=== EXERCISE 1 ===
According to the article about the EDA steam-plant grant, what will Coe College and St. Luke's Hospital build with the grant money?
=== EXERCISE 2 ===
Carry on the article about the EDA steam-plant grant from where it stops.

Coe College and St. Luke’s Hospital are the first victors in the local competition to secure disaster-related funds from the U.S. Department of Commerce’s Economic Development Administration (EDA).
Iowa’s senators, Tom Harkin and Chuck Grassley, have announced that the college and hospital will use a $4.65 million EDA grant to build a steam heating plant that the two local institutions will share.
This week’s announcement was little surprise.
Coe College and St. Luke’s Hospital were two of eight large users of cheap steam produced by Alliant Energy’s Sixth Street Generating Plant, which was destroyed in last June’s flood.
Last week, the City Council discussed how it would dispense $21 million in federal and state funds to help about 200 steam users covert (or help pay those who already have converted) from the Alliant system to their own steam systems. The council left out Coe College and St. Luke’s in their calculations on the expectation that EDA money was coming for them.
Harkin and Grassley this week confirmed that it is.
The council also left out another of the Sixth Street plant’s eight large steam users, Mercy Medical Center, and for the same reason that it left out Coe and St. Luke’s. Mercy, too, has applied for EDA money, and that now is apparently the next anticipated announcement from EDA.

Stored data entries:
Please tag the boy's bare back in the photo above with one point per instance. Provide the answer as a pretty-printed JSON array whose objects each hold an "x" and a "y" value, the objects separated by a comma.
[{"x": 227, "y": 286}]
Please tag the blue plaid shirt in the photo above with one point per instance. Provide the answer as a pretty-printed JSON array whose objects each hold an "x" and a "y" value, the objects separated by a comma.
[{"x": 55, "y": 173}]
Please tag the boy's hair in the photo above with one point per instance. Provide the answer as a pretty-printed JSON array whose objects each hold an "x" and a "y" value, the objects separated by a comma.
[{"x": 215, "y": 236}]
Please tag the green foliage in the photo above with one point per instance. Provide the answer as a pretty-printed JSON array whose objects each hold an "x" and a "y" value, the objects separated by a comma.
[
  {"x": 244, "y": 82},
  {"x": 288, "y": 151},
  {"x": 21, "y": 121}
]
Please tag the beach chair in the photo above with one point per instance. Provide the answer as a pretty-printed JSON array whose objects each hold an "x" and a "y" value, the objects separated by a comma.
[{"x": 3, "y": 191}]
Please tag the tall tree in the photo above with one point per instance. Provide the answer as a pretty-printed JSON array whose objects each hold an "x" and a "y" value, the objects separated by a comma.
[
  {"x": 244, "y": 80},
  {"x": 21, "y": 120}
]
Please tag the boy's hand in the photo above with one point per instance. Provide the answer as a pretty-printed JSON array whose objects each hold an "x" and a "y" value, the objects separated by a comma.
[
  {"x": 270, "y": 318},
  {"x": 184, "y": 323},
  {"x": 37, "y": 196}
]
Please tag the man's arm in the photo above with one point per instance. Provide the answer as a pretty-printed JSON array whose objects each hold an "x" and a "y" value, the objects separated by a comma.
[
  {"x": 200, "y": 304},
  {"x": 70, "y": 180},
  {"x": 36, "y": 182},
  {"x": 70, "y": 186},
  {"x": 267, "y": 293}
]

=== TASK RESULT 1 ===
A steam heating plant that the two institutions will share.

=== TASK RESULT 2 ===
Several other local projects are competing for the funds. The City Council has said it most would like the EDA to support a proposal to upgrade the U.S. Cellular Center and to add a convention center to it. The city’s Facilities Commission is seeking a $39-million EDA grant to help finance the $52-million project.
Patrick DePalma, chairman of the Facilities Commission, said he and other community representatives met recently with representatives of the EDA, and he said he came away optimistic that EDA is interested in the project.
On its priority list for EDA funding, the City Council placed a proposed recreation center/community center second behind the U.S. Cellular Center proposal.
The Cedar Rapids Area Chamber of Commerce also is seeking an EDA grant for a new Regional Commerce Center and the community also is seeking money for downtown rail study as a prelude to redirecting freight train switching maneuvers from the downtown.